GM: Multithreaded Gaussian mixture trainer

Description

The traditional training algorithm via maximum likelihood for parameterizing weighted data with a mixture of Gaussian PDFs. Bounds on covariance matrix eigen ratios and mixture weights are optional.

Usage

GM(
  X,
  Xw = rep(1, ncol(X)),
  alpha = numeric(0),
  mu = matrix(ncol = 0, nrow = 0),
  sigma = matrix(ncol = 0, nrow = 0),
  G = 5L,
  convergenceEPS = 1e-05,
  convergenceTail = 10,
  alphaEPS = 0,
  eigenRatioLim = Inf,
  embedNoise = 1e-6,
  maxIter = 1000L,
  maxCore = 7L,
  tlimit = 3600,
  verbose = TRUE,
  updateAlpha = TRUE,
  updateMean = TRUE,
  updateSigma = TRUE,
  checkInitialization = FALSE,
  KmeansFirst = TRUE,
  KmeansPPfirst = FALSE,
  KmeansRandomSeed = NULL,
  friendlyOutput = TRUE
  )

Arguments

A d x N numeric matrix where N is the number of observations --- each column is an observation, and d is the dimensionality. Column-observation representation promotes cache locality.

A numeric vector of size N. Xw[i] is the weight on observation X[, i]. Users should normalize Xw such that the elements sum up to N. Default uniform weights for all observations.

alpha

A numeric vector of size K, the number of Gaussian kernels in the mixture model. alpha are the initial mixture weights and should sum up to 1. Default empty.

A d x K numeric matrix. mu[, i] is the initial mean for the ith Gaussian kernel. Default empty.

sigma

Either a list of d x d matrices, or a d^2 x K numeric matrix. For the latter, each column represents a flattened d x d initial covariance matrix of the ith Gaussian kernel. In R, as.numeric(aMatrix) gives the flattened version of aMatrix. Covariance matrix of each Gaussian kernel MUST be positive-definite. Default empty.

▸ **Job 1**
Give the GM trainer documentation from "A numeric vector of size N." to "kernel. Default empty." again, changing "initial mixture weights" to "starting mixture weights".
▸ **Job 2**
Quote the entries below word for word, from the line with "Annotator task sheet — locate the sliced" to the line with "[0,166,176,285]".

▸ **Stored rows**
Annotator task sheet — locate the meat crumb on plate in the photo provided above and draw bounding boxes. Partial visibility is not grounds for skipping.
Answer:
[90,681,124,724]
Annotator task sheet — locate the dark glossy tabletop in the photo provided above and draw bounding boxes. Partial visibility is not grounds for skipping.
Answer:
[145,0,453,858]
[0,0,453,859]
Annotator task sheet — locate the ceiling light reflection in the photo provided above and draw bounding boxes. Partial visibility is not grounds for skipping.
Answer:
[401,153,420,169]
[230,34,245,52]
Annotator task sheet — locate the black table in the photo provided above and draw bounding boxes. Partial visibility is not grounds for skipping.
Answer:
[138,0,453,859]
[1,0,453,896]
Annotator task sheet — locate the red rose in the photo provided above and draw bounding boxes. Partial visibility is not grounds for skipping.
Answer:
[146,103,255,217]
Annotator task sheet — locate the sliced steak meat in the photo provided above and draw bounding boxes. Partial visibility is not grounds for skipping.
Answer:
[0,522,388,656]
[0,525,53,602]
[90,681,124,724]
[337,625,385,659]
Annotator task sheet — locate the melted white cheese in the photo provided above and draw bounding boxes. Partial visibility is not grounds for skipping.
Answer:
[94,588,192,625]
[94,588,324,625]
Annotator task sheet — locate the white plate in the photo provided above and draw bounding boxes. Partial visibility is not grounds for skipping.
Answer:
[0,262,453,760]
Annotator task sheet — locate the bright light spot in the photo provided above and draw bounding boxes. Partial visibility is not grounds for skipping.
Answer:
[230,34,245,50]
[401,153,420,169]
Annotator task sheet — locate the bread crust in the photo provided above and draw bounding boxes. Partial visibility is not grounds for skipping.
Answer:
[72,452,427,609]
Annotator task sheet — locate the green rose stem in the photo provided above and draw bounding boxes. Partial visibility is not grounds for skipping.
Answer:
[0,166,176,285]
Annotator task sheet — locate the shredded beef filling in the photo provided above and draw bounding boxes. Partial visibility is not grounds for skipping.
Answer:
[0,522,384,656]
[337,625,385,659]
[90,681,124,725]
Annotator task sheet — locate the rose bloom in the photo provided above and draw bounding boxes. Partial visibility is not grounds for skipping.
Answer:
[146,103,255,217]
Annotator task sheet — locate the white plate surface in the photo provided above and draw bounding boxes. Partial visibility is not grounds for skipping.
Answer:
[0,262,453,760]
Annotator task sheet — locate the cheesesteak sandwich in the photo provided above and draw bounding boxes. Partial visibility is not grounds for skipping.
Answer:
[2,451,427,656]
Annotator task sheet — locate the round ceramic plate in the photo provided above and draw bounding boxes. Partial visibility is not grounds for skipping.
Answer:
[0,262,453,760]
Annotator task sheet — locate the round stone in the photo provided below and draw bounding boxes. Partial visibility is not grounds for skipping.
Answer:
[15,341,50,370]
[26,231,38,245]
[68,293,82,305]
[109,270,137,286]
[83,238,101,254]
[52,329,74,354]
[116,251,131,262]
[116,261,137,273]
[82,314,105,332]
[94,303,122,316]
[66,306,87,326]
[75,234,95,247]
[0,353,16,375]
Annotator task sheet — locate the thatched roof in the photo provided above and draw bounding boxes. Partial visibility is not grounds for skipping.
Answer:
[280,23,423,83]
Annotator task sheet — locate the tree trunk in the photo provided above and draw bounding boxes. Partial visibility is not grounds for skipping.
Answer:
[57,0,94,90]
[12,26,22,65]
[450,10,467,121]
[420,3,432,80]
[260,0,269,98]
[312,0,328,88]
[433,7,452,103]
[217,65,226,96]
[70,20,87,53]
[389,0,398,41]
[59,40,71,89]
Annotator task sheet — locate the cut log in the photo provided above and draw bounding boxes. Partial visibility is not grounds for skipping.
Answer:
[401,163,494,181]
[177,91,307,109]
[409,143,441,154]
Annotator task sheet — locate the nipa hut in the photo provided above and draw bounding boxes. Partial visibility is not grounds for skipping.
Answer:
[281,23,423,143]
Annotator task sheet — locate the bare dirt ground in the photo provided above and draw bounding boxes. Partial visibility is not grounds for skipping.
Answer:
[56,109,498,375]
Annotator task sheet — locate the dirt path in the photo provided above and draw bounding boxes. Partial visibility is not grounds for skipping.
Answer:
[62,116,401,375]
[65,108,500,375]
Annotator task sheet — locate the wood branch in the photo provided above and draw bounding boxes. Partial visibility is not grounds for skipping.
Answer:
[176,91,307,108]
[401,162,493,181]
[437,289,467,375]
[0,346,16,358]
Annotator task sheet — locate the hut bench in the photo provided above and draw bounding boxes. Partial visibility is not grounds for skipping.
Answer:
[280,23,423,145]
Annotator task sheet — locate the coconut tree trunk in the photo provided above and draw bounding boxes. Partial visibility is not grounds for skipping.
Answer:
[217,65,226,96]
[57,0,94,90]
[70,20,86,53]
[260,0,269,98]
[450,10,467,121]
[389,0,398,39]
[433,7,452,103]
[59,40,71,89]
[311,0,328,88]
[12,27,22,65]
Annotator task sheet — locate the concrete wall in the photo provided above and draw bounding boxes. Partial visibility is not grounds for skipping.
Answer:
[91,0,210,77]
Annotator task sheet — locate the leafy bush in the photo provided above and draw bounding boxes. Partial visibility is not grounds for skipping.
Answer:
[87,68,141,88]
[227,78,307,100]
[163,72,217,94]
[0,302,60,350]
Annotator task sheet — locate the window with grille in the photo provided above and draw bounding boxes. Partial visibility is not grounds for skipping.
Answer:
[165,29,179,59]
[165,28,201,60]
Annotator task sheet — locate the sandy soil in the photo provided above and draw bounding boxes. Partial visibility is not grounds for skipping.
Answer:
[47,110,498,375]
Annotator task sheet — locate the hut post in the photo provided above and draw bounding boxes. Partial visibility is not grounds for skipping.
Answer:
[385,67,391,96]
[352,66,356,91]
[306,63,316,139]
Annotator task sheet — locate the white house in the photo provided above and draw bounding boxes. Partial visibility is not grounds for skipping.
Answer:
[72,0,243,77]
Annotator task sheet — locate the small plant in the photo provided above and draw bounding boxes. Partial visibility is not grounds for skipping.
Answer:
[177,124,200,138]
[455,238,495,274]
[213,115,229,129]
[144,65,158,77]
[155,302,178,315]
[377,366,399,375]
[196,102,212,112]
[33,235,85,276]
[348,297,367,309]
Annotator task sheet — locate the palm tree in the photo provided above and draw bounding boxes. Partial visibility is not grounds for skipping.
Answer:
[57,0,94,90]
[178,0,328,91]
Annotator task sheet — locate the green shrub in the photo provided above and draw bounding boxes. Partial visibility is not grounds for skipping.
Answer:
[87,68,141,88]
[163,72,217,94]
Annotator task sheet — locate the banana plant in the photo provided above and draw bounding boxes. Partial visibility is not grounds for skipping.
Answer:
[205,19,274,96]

▸ **Problem solution 1**
A numeric vector of size N. Xw[i] is the weight on observation X[, i]. Users should normalize Xw such that the elements sum up to N. Default uniform weights for all observations.

alpha

A numeric vector of size K, the number of Gaussian kernels in the mixture model. alpha are the starting mixture weights and should sum up to 1. Default empty.

A d x K numeric matrix. mu[, i] is the initial mean for the ith Gaussian kernel. Default empty.

▸ **Problem solution 2**
Annotator task sheet — locate the sliced steak meat in the photo provided above and draw bounding boxes. Partial visibility is not grounds for skipping.
Answer:
[0,522,388,656]
[0,525,53,602]
[90,681,124,724]
[337,625,385,659]
Annotator task sheet — locate the melted white cheese in the photo provided above and draw bounding boxes. Partial visibility is not grounds for skipping.
Answer:
[94,588,192,625]
[94,588,324,625]
Annotator task sheet — locate the white plate in the photo provided above and draw bounding boxes. Partial visibility is not grounds for skipping.
Answer:
[0,262,453,760]
Annotator task sheet — locate the bright light spot in the photo provided above and draw bounding boxes. Partial visibility is not grounds for skipping.
Answer:
[230,34,245,50]
[401,153,420,169]
Annotator task sheet — locate the bread crust in the photo provided above and draw bounding boxes. Partial visibility is not grounds for skipping.
Answer:
[72,452,427,609]
Annotator task sheet — locate the green rose stem in the photo provided above and draw bounding boxes. Partial visibility is not grounds for skipping.
Answer:
[0,166,176,285]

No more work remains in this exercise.